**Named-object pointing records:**
__________

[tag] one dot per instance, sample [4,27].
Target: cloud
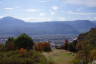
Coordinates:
[44,1]
[52,13]
[1,16]
[31,10]
[36,19]
[81,13]
[42,14]
[61,18]
[89,3]
[8,8]
[55,8]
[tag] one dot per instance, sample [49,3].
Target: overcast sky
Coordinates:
[49,10]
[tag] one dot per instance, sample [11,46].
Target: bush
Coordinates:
[14,57]
[24,41]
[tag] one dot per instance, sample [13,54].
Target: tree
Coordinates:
[66,45]
[10,44]
[24,41]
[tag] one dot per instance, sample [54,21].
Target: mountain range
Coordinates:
[13,26]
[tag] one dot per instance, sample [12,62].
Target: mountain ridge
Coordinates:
[14,25]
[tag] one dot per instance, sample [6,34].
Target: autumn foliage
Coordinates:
[43,46]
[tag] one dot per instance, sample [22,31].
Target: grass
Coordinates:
[59,56]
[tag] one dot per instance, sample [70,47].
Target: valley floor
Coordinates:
[60,56]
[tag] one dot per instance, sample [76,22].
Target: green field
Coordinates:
[60,57]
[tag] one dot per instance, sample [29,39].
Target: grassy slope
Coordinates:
[60,56]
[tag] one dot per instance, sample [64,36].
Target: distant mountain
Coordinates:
[10,26]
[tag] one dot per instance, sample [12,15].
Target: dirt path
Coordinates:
[60,56]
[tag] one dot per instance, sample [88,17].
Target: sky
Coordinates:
[49,10]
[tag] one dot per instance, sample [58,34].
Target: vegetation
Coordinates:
[15,57]
[20,51]
[86,46]
[43,46]
[24,41]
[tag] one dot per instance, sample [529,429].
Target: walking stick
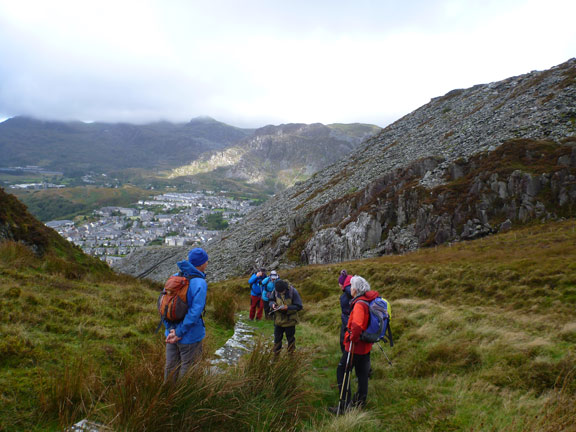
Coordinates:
[346,382]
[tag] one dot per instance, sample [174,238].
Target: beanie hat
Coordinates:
[281,285]
[197,257]
[342,277]
[360,284]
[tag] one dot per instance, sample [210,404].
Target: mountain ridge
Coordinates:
[433,140]
[288,151]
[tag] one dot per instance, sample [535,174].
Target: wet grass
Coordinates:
[484,331]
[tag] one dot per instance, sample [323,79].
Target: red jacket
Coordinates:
[358,322]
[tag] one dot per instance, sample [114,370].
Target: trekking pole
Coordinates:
[384,352]
[343,389]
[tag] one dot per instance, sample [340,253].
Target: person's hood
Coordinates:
[188,269]
[347,281]
[369,296]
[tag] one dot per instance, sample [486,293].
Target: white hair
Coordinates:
[360,285]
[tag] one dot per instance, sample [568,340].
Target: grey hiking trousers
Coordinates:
[179,358]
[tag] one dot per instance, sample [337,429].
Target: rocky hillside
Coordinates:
[80,147]
[285,153]
[470,163]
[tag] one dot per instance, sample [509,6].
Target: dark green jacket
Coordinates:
[290,298]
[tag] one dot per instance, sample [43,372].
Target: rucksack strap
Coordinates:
[389,333]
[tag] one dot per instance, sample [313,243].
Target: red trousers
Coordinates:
[256,303]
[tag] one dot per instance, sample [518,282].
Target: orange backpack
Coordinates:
[172,303]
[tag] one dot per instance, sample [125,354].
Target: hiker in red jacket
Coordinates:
[360,354]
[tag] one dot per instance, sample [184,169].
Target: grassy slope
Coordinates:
[50,204]
[485,333]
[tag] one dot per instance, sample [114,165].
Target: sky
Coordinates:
[250,63]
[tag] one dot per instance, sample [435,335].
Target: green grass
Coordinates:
[67,203]
[484,333]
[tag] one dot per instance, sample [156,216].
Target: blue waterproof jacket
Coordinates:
[268,285]
[191,328]
[255,284]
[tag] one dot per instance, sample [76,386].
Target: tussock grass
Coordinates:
[484,333]
[484,336]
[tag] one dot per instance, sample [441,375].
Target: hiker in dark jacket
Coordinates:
[345,299]
[285,302]
[359,350]
[256,304]
[184,339]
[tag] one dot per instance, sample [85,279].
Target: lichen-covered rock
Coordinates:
[454,169]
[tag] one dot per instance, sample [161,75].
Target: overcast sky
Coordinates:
[255,62]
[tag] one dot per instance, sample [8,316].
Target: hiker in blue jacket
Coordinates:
[184,338]
[256,305]
[268,285]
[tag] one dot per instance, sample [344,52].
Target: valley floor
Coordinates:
[485,336]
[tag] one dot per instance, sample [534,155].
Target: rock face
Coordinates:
[465,165]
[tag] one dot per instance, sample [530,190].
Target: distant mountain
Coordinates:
[81,147]
[285,153]
[468,164]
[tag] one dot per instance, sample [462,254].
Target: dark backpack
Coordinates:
[172,302]
[379,323]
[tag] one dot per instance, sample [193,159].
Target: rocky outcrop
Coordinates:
[465,165]
[282,153]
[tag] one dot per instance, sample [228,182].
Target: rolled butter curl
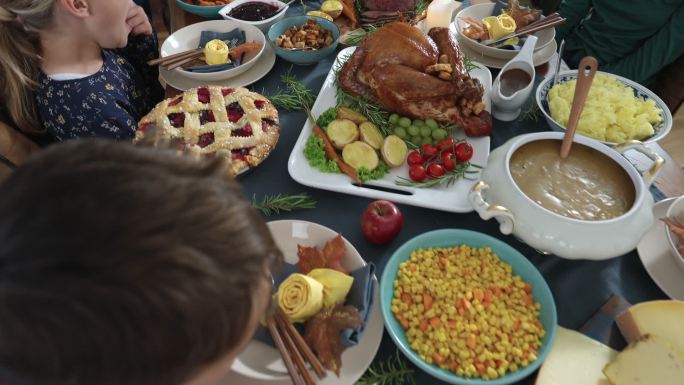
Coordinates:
[336,285]
[499,26]
[300,297]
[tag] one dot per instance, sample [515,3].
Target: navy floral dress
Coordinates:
[108,103]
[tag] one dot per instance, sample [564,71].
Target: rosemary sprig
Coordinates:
[394,371]
[461,171]
[274,204]
[296,96]
[532,113]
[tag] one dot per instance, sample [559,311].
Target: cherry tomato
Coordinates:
[414,158]
[417,173]
[448,161]
[445,143]
[428,150]
[435,170]
[463,152]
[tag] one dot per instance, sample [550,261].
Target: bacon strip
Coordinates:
[332,155]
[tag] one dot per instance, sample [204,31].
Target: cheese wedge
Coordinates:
[660,318]
[651,360]
[575,359]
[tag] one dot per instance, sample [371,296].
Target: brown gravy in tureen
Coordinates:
[588,185]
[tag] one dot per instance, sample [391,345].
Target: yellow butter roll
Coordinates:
[216,52]
[499,26]
[300,297]
[336,285]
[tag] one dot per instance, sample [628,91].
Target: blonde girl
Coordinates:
[76,68]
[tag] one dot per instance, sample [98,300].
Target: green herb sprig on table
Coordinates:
[274,204]
[326,117]
[461,171]
[296,95]
[394,371]
[532,113]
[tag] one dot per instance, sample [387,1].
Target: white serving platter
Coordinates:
[453,198]
[260,69]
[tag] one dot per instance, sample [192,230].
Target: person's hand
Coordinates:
[137,21]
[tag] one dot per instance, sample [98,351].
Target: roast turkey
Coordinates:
[392,66]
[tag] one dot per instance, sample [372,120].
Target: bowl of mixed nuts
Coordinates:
[303,39]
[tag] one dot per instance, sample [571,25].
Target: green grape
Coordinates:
[439,134]
[400,132]
[404,122]
[431,123]
[413,130]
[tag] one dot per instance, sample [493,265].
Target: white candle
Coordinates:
[440,13]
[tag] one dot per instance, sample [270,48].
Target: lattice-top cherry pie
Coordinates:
[232,122]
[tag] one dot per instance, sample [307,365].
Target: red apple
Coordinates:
[381,222]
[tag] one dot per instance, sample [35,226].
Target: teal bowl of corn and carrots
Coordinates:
[208,9]
[444,336]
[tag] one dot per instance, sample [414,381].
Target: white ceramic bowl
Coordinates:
[676,212]
[188,38]
[263,25]
[478,12]
[661,129]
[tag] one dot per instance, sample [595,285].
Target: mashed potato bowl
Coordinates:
[616,110]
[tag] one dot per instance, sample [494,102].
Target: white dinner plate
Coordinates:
[539,57]
[256,72]
[260,364]
[657,257]
[452,198]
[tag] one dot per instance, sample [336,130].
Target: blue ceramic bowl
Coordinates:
[521,266]
[208,11]
[302,57]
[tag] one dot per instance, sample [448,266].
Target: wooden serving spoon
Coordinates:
[585,75]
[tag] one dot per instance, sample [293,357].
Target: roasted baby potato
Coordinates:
[360,154]
[342,132]
[394,151]
[348,113]
[370,134]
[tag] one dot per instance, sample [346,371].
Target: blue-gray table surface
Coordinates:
[579,287]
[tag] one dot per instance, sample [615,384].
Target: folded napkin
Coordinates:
[233,38]
[360,296]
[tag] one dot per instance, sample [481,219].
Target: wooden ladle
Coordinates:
[585,75]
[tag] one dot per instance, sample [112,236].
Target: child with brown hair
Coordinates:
[77,68]
[127,266]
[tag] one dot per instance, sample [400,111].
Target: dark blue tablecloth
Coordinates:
[579,287]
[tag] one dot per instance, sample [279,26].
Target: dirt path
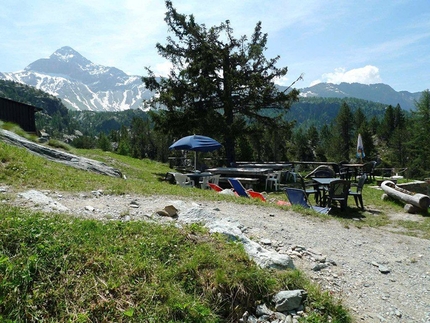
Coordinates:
[380,275]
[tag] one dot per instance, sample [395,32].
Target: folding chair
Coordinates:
[297,196]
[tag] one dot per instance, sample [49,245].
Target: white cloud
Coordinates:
[366,75]
[162,69]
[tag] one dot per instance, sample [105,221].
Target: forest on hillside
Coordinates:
[321,129]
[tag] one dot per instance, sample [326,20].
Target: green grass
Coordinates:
[57,268]
[64,269]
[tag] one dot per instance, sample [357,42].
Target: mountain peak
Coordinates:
[68,54]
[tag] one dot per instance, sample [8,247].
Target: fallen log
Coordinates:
[419,200]
[59,156]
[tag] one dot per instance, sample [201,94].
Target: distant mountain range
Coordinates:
[83,85]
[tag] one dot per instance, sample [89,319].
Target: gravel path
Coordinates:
[380,275]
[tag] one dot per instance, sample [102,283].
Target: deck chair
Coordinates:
[215,187]
[337,192]
[357,189]
[295,180]
[241,191]
[297,196]
[183,180]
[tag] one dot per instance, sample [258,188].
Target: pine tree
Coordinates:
[218,84]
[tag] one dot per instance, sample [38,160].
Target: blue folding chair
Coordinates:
[298,197]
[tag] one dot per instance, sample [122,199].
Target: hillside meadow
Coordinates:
[54,268]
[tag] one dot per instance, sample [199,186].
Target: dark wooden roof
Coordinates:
[20,113]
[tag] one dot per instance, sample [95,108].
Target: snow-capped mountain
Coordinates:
[380,93]
[81,84]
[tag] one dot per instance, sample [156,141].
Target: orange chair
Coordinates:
[215,187]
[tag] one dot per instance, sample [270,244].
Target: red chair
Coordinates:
[215,187]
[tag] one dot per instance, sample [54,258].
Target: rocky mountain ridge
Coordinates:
[81,84]
[84,85]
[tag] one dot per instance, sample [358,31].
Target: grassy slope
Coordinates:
[54,268]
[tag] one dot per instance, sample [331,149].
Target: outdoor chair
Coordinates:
[337,192]
[241,191]
[358,189]
[214,179]
[183,180]
[368,170]
[345,172]
[295,180]
[204,183]
[297,196]
[215,187]
[273,180]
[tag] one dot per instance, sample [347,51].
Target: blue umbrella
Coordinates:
[360,149]
[196,143]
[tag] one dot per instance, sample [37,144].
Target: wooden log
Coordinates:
[419,200]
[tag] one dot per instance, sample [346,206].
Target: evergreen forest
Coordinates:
[322,129]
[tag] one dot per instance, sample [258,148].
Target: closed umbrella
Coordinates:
[360,148]
[196,143]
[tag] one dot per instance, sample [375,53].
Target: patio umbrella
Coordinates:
[360,149]
[196,143]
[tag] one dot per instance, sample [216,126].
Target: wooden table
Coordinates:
[354,167]
[195,177]
[272,166]
[325,183]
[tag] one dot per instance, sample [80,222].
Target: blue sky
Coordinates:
[365,41]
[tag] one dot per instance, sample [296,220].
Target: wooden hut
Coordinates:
[20,113]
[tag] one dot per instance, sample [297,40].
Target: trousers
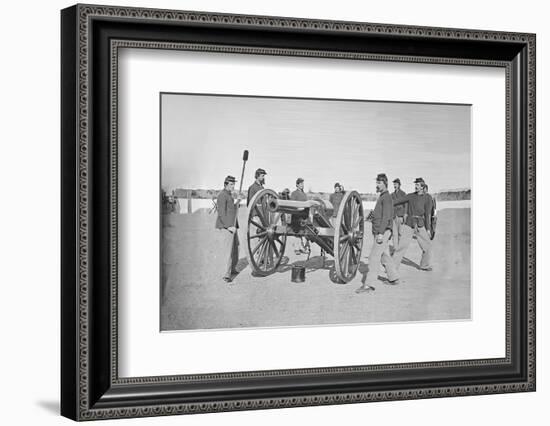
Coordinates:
[380,255]
[423,241]
[397,230]
[230,245]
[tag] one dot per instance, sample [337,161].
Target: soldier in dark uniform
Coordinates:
[417,223]
[382,224]
[227,225]
[285,195]
[433,212]
[298,194]
[296,218]
[399,212]
[335,199]
[258,184]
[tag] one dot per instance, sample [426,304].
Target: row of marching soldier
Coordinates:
[397,216]
[401,217]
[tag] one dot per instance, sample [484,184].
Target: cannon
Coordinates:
[271,220]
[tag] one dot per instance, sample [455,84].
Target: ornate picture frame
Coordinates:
[91,37]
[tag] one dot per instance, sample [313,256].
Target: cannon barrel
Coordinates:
[277,205]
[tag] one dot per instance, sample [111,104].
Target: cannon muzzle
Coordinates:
[277,205]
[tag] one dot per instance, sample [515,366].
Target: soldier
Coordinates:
[417,223]
[335,199]
[296,219]
[433,212]
[285,195]
[398,212]
[227,225]
[298,194]
[258,184]
[382,224]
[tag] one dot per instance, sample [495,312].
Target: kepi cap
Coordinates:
[382,177]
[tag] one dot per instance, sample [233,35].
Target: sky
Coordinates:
[323,141]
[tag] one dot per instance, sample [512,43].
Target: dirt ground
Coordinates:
[193,295]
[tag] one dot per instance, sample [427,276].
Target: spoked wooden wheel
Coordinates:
[266,234]
[348,236]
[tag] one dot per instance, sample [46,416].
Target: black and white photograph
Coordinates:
[281,212]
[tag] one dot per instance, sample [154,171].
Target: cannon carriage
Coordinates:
[271,220]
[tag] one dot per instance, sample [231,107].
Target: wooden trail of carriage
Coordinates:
[271,220]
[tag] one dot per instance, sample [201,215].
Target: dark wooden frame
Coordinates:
[90,386]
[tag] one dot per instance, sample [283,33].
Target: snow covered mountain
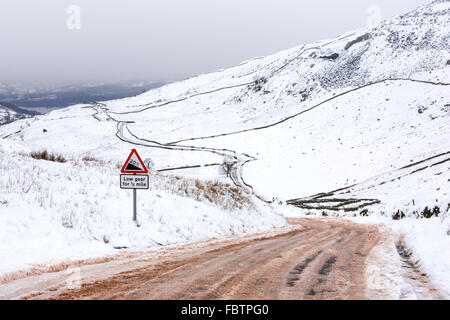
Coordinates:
[9,113]
[308,120]
[366,114]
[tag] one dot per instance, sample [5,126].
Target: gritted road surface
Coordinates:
[311,259]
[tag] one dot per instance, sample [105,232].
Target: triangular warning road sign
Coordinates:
[134,164]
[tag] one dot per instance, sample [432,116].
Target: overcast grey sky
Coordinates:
[163,39]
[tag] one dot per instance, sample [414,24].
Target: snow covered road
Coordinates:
[310,259]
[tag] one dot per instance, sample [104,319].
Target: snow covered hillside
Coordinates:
[366,114]
[8,114]
[308,120]
[57,211]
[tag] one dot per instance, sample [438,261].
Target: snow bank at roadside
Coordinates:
[428,240]
[52,212]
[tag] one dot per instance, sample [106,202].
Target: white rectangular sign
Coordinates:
[131,181]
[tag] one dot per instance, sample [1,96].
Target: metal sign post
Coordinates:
[135,177]
[134,206]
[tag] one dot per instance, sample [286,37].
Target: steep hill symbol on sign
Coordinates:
[134,164]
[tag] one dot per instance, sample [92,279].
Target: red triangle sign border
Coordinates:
[134,151]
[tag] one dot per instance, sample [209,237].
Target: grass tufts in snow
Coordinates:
[223,195]
[45,155]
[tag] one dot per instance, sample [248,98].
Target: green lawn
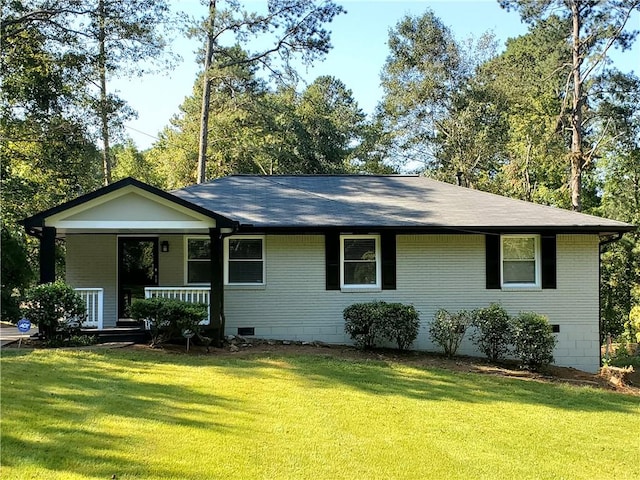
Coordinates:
[151,415]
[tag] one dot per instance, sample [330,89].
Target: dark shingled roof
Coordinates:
[394,201]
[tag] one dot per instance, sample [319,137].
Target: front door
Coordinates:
[137,268]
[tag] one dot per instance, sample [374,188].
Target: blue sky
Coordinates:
[359,52]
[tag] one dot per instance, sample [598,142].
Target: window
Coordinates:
[360,261]
[198,260]
[520,260]
[244,262]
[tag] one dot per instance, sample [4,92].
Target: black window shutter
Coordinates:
[332,260]
[548,251]
[388,254]
[492,243]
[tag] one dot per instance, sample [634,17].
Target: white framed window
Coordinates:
[520,261]
[198,260]
[360,265]
[244,262]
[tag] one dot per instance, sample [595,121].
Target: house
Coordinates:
[282,256]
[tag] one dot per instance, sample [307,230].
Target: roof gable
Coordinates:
[127,204]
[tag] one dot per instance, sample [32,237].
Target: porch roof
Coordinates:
[127,206]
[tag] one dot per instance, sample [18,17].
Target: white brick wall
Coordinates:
[433,271]
[91,262]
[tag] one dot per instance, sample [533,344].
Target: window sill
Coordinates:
[521,288]
[231,286]
[358,289]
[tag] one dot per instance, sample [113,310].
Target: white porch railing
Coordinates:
[186,294]
[94,301]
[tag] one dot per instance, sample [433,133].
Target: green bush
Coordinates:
[400,323]
[56,308]
[494,331]
[372,322]
[533,340]
[169,318]
[632,326]
[448,329]
[362,323]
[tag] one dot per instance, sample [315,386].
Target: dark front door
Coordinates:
[137,268]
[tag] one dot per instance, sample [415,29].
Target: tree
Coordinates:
[47,155]
[427,105]
[330,125]
[522,84]
[296,28]
[594,27]
[98,39]
[256,130]
[620,170]
[129,162]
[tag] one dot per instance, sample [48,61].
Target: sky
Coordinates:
[359,40]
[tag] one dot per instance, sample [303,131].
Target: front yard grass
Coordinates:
[81,414]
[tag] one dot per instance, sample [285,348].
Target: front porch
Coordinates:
[94,301]
[129,240]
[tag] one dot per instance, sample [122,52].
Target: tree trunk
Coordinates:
[576,156]
[104,116]
[206,95]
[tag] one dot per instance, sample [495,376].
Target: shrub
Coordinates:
[448,329]
[369,323]
[494,331]
[400,323]
[533,340]
[362,323]
[169,318]
[56,308]
[632,326]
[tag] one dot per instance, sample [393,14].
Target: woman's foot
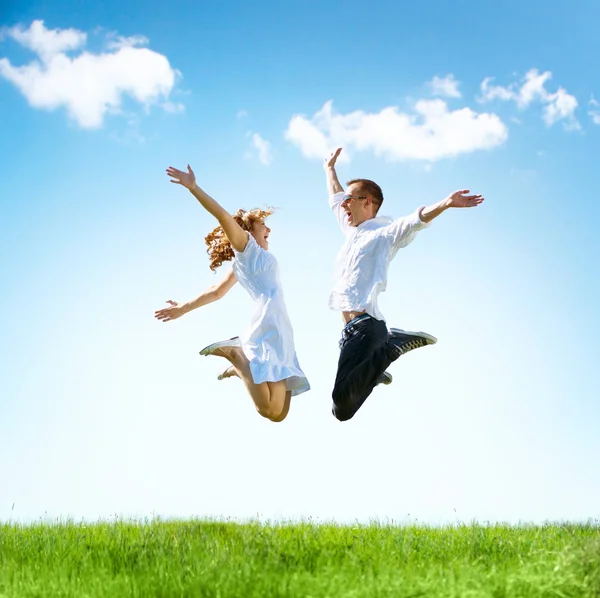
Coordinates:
[221,348]
[230,372]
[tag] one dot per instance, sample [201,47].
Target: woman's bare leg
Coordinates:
[270,398]
[286,406]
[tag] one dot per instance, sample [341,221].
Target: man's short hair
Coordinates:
[371,188]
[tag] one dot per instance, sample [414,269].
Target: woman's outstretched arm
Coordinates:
[237,236]
[213,293]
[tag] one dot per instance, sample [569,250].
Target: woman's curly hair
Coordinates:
[219,248]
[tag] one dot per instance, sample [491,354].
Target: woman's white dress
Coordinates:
[268,343]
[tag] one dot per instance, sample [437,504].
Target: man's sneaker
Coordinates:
[385,378]
[403,341]
[232,342]
[228,373]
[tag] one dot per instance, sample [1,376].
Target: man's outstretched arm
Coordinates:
[458,199]
[333,184]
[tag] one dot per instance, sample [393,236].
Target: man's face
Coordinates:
[356,205]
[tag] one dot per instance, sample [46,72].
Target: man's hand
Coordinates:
[460,199]
[172,312]
[330,162]
[187,179]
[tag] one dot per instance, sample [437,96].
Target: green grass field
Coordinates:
[199,558]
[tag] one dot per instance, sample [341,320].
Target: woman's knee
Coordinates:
[272,412]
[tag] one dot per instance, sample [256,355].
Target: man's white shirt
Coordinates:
[362,264]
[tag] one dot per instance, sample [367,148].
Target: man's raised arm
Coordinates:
[458,199]
[333,184]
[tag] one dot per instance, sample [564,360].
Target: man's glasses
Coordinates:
[349,197]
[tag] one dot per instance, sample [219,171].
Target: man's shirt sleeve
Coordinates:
[402,231]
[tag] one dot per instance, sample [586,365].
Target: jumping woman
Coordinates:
[264,357]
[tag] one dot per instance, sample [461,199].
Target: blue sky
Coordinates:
[104,411]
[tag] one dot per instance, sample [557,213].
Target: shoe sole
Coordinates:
[431,340]
[223,376]
[232,342]
[386,379]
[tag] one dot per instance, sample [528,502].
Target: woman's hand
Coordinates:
[172,312]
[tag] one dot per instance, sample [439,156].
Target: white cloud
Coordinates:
[557,106]
[47,43]
[445,86]
[88,85]
[594,112]
[127,42]
[431,133]
[264,149]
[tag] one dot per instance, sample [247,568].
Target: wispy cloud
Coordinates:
[444,86]
[557,106]
[88,85]
[431,133]
[264,149]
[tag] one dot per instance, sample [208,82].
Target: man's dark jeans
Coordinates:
[364,356]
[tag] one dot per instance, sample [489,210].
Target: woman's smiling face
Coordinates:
[260,231]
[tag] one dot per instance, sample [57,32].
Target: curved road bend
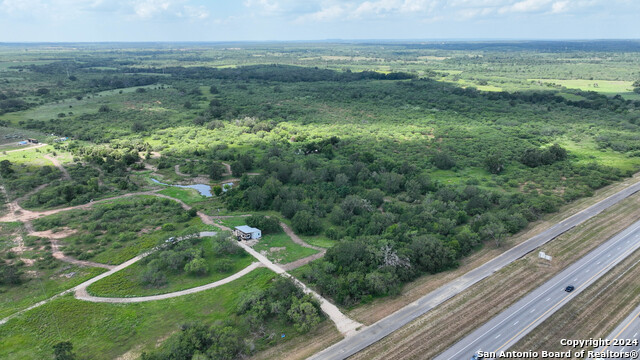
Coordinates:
[512,324]
[395,321]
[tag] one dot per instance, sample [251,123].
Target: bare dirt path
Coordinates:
[228,167]
[27,148]
[54,238]
[25,196]
[17,213]
[344,324]
[56,163]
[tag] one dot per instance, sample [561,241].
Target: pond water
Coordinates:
[203,189]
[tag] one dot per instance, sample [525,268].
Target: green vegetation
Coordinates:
[188,196]
[282,302]
[29,274]
[112,329]
[170,265]
[401,161]
[116,231]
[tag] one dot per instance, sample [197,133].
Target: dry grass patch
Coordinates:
[440,328]
[597,310]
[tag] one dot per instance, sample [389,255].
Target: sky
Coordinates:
[284,20]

__________

**EXERCISE DETAILS:** Make an exact copy of the lines above, starting at the line that contains "[tag] one dot per instance, sample [461,199]." and running through the final line of the entries. Omit the pictures.

**RESULT:**
[tag] one dot per instance, sample [461,199].
Target: blue sky
Coordinates:
[104,411]
[tag] one dot per instance, sample [557,213].
Target: shoe sole
Coordinates:
[431,340]
[223,376]
[232,342]
[386,379]
[tag] one dot per instance, sample [528,502].
Target: woman's hand
Coordinates:
[172,312]
[tag] one dot per instance, sample [439,156].
Target: white cloud
Coordinates:
[557,106]
[47,43]
[445,86]
[88,85]
[594,112]
[127,42]
[431,133]
[264,149]
[tag] one dot per instance, sample [247,568].
Target: wispy cloud
Coordinates:
[444,86]
[557,106]
[88,85]
[431,133]
[264,149]
[tag] one dot per instance, sample [208,82].
Target: man's dark jeans
Coordinates:
[364,356]
[tag] one dot per instance, sample [489,210].
Target: woman's smiling face
Coordinates:
[260,231]
[tag] one dot per instance, sample [57,32].
Target: curved road bend
Coordinates:
[512,324]
[395,321]
[tag] one dot per instance, sample [251,123].
Target: bare dirt path
Coordinates:
[228,167]
[27,148]
[54,238]
[25,196]
[17,213]
[344,324]
[56,163]
[tag] one dot per instance, sample [561,241].
Target: pond water
Coordinates:
[203,189]
[tag] one dot per instance, sample [525,268].
Target: green vegetation
Coordinates:
[188,196]
[282,302]
[29,274]
[112,329]
[170,265]
[401,161]
[116,231]
[tag] one dot per instance, sample [197,133].
Target: dry grass patch
Coordinates:
[440,328]
[597,310]
[tag] one dot per instance, sample [389,255].
Target: sky
Coordinates:
[284,20]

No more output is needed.